» **EXERCISE DESCRIPTION**
When a line of the entries contains the word "with", report that line.

Start of MATERIAL PROVIDED

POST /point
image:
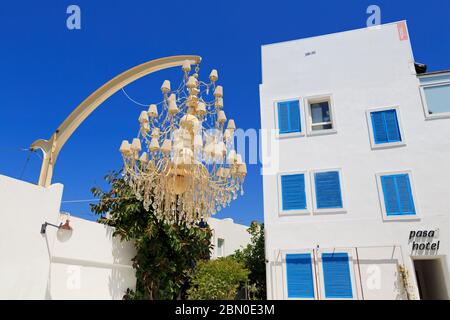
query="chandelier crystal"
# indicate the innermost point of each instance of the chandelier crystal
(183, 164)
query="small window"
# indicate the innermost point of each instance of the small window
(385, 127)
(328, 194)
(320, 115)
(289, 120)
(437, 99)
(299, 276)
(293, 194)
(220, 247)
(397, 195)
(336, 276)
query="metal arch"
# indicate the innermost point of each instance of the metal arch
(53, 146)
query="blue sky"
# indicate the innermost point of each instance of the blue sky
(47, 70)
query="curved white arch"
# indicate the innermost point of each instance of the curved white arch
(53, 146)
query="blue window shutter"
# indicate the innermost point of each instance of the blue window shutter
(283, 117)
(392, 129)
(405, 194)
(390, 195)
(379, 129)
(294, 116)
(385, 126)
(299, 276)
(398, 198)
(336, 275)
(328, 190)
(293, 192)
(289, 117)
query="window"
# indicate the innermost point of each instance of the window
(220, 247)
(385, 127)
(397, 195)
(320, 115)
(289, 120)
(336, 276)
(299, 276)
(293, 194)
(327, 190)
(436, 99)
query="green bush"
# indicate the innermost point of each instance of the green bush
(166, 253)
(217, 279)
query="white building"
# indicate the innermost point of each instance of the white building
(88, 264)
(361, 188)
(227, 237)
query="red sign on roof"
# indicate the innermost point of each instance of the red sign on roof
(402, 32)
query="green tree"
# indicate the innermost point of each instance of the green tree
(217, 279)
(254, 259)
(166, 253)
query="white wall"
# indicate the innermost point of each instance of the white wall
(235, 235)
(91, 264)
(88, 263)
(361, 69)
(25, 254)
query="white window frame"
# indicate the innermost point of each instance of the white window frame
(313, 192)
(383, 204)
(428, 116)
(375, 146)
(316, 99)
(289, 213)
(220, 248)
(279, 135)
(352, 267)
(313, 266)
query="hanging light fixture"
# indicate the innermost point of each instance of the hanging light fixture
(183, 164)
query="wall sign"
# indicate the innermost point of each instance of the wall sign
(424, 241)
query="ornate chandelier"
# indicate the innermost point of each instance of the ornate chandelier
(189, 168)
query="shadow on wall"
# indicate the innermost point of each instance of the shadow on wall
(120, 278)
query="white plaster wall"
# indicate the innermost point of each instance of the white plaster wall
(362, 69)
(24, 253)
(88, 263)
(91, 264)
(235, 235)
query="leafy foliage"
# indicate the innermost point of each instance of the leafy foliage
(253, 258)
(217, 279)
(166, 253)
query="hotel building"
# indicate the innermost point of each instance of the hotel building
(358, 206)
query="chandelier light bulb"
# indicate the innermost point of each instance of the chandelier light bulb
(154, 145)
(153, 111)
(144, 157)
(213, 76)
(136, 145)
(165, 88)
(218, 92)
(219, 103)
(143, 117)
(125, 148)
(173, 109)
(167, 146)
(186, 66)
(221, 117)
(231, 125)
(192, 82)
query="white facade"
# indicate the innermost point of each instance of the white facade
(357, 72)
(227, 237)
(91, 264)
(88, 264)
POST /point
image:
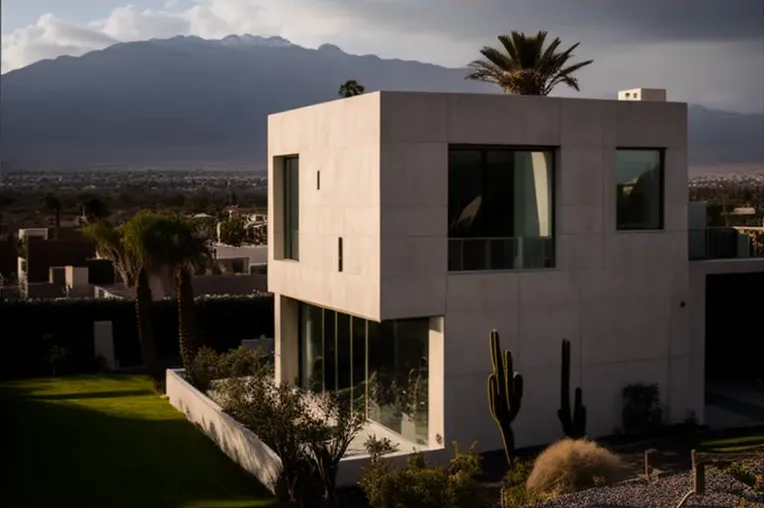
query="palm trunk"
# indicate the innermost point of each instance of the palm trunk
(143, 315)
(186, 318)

End of MATERIAL PROVIDED
Start of MATERIAL PROVIDED

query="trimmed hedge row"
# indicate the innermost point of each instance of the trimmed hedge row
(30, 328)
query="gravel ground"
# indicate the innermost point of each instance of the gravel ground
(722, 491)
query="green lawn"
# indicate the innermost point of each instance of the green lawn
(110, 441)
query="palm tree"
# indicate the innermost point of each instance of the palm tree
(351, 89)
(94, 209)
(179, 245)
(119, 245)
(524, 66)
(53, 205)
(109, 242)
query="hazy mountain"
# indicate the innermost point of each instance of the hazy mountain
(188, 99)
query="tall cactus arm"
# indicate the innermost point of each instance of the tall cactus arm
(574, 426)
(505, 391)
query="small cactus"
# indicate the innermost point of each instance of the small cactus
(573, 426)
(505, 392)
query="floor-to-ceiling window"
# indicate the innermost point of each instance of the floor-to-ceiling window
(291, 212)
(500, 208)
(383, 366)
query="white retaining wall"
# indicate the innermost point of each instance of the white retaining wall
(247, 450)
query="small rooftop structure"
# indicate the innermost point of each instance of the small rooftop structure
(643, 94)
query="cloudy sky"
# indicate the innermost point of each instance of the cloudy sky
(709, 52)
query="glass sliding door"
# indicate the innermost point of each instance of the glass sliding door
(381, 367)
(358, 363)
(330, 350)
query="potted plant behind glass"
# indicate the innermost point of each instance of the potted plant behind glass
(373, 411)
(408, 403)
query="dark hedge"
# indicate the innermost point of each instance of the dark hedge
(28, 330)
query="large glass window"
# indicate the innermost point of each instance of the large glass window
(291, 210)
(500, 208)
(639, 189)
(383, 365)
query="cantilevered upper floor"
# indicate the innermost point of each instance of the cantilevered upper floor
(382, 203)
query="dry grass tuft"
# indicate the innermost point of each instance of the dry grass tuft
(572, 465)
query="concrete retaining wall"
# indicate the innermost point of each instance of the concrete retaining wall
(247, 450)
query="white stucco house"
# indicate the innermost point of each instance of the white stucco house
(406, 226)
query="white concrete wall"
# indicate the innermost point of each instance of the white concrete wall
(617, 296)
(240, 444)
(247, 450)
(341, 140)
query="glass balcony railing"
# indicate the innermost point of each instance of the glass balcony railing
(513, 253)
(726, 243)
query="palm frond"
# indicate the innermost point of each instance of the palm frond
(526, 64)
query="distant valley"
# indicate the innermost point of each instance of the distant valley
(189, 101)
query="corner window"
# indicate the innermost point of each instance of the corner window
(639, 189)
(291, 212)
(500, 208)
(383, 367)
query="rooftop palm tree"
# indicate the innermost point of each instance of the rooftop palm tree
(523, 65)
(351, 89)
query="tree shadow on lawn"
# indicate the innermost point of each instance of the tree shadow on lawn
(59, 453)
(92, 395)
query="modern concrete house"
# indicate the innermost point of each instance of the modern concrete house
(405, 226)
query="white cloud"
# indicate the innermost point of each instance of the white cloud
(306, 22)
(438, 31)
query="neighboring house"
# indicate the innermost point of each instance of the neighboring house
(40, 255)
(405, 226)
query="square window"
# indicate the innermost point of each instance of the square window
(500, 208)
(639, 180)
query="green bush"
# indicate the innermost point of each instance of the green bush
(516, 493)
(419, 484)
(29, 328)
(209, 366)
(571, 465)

End of MATERIAL PROVIDED
Start of MATERIAL PROVIDED

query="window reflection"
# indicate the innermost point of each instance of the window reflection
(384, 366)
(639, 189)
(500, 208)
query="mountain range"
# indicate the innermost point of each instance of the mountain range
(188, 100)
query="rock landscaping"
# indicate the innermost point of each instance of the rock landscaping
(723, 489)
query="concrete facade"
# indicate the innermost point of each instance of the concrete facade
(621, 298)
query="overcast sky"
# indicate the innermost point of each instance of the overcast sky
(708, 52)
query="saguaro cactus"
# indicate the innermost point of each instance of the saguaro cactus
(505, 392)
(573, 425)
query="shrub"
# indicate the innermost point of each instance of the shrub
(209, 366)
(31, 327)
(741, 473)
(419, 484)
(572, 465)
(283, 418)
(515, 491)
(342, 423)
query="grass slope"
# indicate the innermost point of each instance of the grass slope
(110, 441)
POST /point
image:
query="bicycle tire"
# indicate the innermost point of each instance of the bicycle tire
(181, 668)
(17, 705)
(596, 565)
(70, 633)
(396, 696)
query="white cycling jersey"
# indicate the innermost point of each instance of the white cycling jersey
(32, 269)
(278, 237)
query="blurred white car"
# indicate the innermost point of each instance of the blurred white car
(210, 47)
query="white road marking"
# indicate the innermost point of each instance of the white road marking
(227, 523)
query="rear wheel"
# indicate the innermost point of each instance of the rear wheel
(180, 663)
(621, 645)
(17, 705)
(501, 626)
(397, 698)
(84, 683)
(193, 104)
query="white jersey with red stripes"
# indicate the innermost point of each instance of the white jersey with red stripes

End of MATERIAL PROVIDED

» **TASK SOLUTION**
query="white jersey with red stripes"
# indicate the innermost point of each instance of the white jersey with red stripes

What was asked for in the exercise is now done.